» **GOAL OF THE EXERCISE**
Give back the data exactly, with no images.

» **RECORDS TO PROCESS**
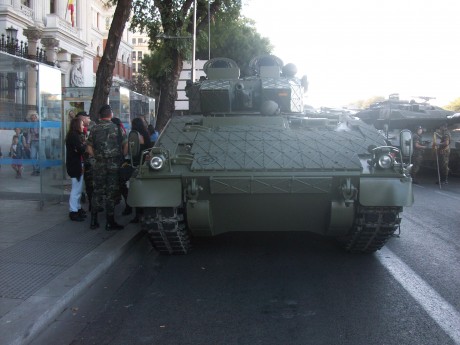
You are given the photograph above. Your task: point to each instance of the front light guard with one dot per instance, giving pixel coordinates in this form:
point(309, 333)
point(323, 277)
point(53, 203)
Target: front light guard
point(387, 157)
point(157, 158)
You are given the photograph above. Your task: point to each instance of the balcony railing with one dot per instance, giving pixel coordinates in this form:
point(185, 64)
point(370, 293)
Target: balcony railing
point(14, 47)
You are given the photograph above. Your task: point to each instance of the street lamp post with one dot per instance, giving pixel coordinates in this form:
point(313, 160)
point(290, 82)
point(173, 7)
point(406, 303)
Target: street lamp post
point(194, 41)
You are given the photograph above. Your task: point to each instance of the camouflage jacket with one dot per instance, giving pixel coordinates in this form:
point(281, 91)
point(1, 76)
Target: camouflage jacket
point(107, 140)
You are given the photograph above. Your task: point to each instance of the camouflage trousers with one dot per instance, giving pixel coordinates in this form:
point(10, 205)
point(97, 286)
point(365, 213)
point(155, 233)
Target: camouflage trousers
point(106, 182)
point(88, 178)
point(444, 163)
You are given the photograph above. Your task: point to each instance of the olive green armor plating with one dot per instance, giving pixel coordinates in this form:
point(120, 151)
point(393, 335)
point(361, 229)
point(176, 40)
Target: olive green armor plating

» **OUTPUT FOR THIS TASK**
You are given the photograph above. Your task: point to each instance of the front light guard with one dot per instance, giving pixel coordinates in this form:
point(309, 333)
point(323, 277)
point(53, 203)
Target: front light guard
point(387, 157)
point(157, 158)
You are given the photograph above. Your task: point to each instance of the balcony railing with one dot per instance, giving pixel coordinates in this form:
point(185, 64)
point(370, 293)
Target: balcony railing
point(14, 47)
You are given the photograph above. Your task: point to each instance of the street lamp post with one dot per instance, giving pixel coordinates in this form:
point(313, 160)
point(290, 82)
point(173, 7)
point(406, 303)
Target: street lamp post
point(194, 41)
You are given the photograph above. Your task: point to each instance of the camouflage jacket with one dot per instance, giving pixel coordinates in this form:
point(281, 91)
point(1, 76)
Target: camouflage jacket
point(107, 140)
You are given the photograph above. Your task: point to each instance of the camouflage trousers with one dot per instance, giving pixel coordinates in this form:
point(10, 205)
point(97, 286)
point(365, 213)
point(155, 233)
Target: camouflage trousers
point(106, 182)
point(88, 178)
point(444, 163)
You are given the photograph above. Your task: point to each instance of the olive green armor plating with one dot per instance, giving pixel coordinates in this form:
point(120, 151)
point(393, 335)
point(361, 229)
point(176, 40)
Target: olive green armor plating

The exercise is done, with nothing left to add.